- WORK INSTRUCTIONS: Copy every entry exactly as given, minus the images.

────────────────

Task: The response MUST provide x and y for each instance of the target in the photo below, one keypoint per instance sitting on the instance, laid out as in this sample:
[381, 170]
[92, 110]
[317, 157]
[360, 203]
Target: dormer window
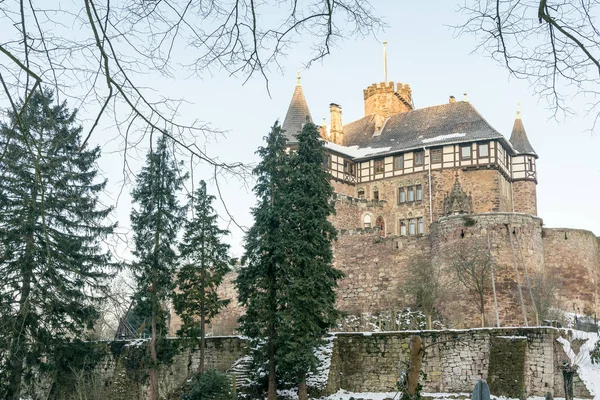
[419, 157]
[484, 150]
[399, 162]
[379, 166]
[465, 152]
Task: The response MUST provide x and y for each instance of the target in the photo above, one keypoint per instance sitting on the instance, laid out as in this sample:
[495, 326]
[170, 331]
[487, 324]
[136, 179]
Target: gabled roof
[518, 137]
[297, 115]
[438, 125]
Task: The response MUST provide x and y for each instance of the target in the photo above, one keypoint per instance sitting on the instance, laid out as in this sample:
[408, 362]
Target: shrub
[211, 385]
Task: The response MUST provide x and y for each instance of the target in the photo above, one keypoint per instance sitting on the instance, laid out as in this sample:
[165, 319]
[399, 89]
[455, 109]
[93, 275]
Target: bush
[211, 385]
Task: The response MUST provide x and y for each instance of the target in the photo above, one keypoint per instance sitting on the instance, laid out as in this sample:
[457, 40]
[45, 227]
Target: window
[381, 225]
[436, 156]
[419, 157]
[348, 167]
[399, 162]
[465, 152]
[379, 166]
[401, 196]
[484, 150]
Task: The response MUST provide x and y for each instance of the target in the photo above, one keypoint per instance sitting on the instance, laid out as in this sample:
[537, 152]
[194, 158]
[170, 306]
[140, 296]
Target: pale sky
[422, 52]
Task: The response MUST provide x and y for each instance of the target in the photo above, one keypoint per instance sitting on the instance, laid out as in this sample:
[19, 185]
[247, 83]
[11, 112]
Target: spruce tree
[156, 221]
[206, 261]
[52, 266]
[310, 281]
[258, 283]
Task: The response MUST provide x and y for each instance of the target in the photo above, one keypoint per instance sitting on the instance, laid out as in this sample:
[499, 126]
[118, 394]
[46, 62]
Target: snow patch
[443, 137]
[588, 372]
[355, 151]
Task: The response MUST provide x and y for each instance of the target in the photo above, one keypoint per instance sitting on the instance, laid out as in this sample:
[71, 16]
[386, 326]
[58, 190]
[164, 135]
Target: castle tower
[298, 114]
[385, 99]
[523, 169]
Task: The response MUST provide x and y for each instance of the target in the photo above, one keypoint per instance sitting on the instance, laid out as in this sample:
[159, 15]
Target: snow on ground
[319, 378]
[588, 372]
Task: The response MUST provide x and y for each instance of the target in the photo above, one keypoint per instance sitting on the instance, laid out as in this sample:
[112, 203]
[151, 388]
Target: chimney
[336, 133]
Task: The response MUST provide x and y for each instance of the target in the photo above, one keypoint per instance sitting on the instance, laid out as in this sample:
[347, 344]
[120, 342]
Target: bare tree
[469, 261]
[554, 44]
[423, 286]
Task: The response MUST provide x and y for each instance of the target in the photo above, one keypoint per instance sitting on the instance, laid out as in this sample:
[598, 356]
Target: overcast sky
[423, 52]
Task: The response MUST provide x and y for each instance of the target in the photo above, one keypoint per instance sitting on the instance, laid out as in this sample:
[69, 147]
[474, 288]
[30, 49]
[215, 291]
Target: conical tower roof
[298, 114]
[519, 139]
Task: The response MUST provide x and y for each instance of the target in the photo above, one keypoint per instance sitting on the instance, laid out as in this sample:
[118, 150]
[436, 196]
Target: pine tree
[310, 280]
[52, 266]
[206, 261]
[155, 223]
[258, 283]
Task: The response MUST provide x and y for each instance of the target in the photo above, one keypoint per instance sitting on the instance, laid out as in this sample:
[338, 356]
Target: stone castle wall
[571, 257]
[525, 198]
[515, 361]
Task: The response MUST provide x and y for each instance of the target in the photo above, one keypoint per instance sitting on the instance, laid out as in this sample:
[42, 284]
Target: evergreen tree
[309, 282]
[52, 266]
[206, 261]
[258, 283]
[155, 223]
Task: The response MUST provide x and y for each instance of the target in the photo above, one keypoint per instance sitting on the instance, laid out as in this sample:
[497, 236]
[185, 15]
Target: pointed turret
[519, 139]
[298, 114]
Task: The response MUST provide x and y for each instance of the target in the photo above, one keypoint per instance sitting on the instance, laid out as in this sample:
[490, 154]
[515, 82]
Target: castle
[412, 183]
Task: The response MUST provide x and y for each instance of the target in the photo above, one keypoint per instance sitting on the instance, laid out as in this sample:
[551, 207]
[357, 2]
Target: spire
[298, 113]
[518, 138]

────────────────

- TASK RESULT:
Task: The response MUST provide x and y for each instance of the target in the photo below, one keypoint per instance sitting on the instance, laid out as in this sample:
[381, 170]
[92, 110]
[317, 157]
[360, 203]
Target: dormer window
[419, 157]
[484, 150]
[399, 162]
[379, 166]
[465, 152]
Task: The response MUST provide x and y for each instance of the target in the photo above, one keypoint per instance sitting on the instance, laid out as in this sample:
[495, 326]
[170, 331]
[487, 324]
[136, 179]
Target: gabled roof
[518, 137]
[297, 115]
[438, 125]
Task: The response MUST provide x and y for each instance of the target in the photo above, one keypoint per instance sitting on the instance, laid out as in this sample:
[408, 362]
Target: shrub
[211, 385]
Task: The response MUST provide x and y for each instance of the target in the photo above, one keypoint per instance sitting on the instance, laid out as in this sample:
[165, 319]
[399, 89]
[455, 109]
[93, 275]
Target: bush
[211, 385]
Task: The response MUST provide x and y for each instance of the target in the photo above, one keypoint per instance sitting on the instance, laid out as in this sample:
[457, 40]
[45, 227]
Target: window
[381, 225]
[436, 156]
[419, 157]
[348, 167]
[399, 162]
[465, 152]
[379, 166]
[401, 196]
[484, 150]
Task: The response MUST provide x and y for each instance of the target in the photo above, one keypoint per instance sitting on the instance, laid out as in this sample:
[537, 152]
[194, 158]
[170, 306]
[140, 296]
Target: pale sky
[422, 52]
Task: The response MUST provide x and y for each instance of the target in the photo above, one keypoint per instance sitting on the instance, laid out as in this sample:
[19, 185]
[247, 83]
[11, 112]
Target: spruce tree
[156, 221]
[206, 261]
[52, 266]
[310, 281]
[258, 283]
Task: The response MUST provide x and y for each instance of the target in the photo above, one keypoint per instance sitting on the instance, laid out as in this sample:
[499, 126]
[118, 394]
[46, 62]
Target: snow patch
[443, 137]
[588, 372]
[355, 151]
Task: The response MUST provide x and y for each instance of the target in the photo above, one keypoint per instance sitting on the instance, laid out as in this sample:
[71, 16]
[386, 326]
[58, 190]
[164, 135]
Target: castle tower
[298, 114]
[385, 99]
[523, 169]
Task: The response MUST provide x and y for each instance of the target in the photo above, one keypoint per instance sitting on the instance, laid out as in this sample:
[159, 15]
Target: snow on ground
[319, 378]
[588, 372]
Task: The response MUST provide x and y for each instance of the target in the photo above, one keypoint per instance sitting on the instance, laid out as in this sample:
[112, 203]
[151, 388]
Target: chimney
[336, 133]
Task: The response MUST provide x and y for each instance of the target in the photo above, one keypoint per instance sitting on the instance, laid out as in this sample:
[347, 344]
[120, 342]
Target: bare tree
[469, 261]
[554, 44]
[423, 286]
Task: The response MUST provide x and y for each instance of the target in the photo above, one keypoint per instance sitting on the instance, laid out as in this sample:
[598, 356]
Target: overcast sky
[423, 52]
Task: The response MUST provide x and y for each instance of the target in the photo above, one keypoint per instance sitting on the instance, laid out as in this sample:
[69, 147]
[474, 288]
[30, 49]
[215, 291]
Target: conical tower roof
[298, 114]
[519, 139]
Task: The response MUST provide x and y for each instance of the target in the photo above, one keypoint per instance sitting on the instance, laid out as in this sample:
[118, 150]
[436, 196]
Target: pine tree
[310, 280]
[52, 266]
[206, 261]
[155, 223]
[258, 283]
Task: The response MUST provide x and y for each instance of the target in the photo above, one keypoint per instance sitting on the instance, laid out as in this sample:
[338, 356]
Target: stone castle wall
[571, 257]
[525, 198]
[515, 361]
Task: The response MUST provide x and y for each instance of the target in the photo above, one keypoint per instance sitting on the instance, laid out as in this sample:
[42, 284]
Target: evergreen tree
[309, 282]
[52, 266]
[206, 261]
[258, 283]
[155, 223]
Task: The response MUST provide x and y for each instance of the target in the photo above, one keypoint per instance sitting on the instance, laid out as in this sample:
[497, 236]
[185, 15]
Target: pointed turret
[519, 139]
[298, 114]
Task: The response MUST provide x and y for each instance of the target in the photo above, one keypoint per instance sitting on the instance, laid out as in this sample:
[490, 154]
[515, 82]
Target: castle
[412, 183]
Task: The response MUST provide x and y for each instance of the target in the photo above, one keypoint per instance sitting on the instance, laid out as in this sample:
[551, 207]
[357, 2]
Target: spire
[298, 113]
[518, 138]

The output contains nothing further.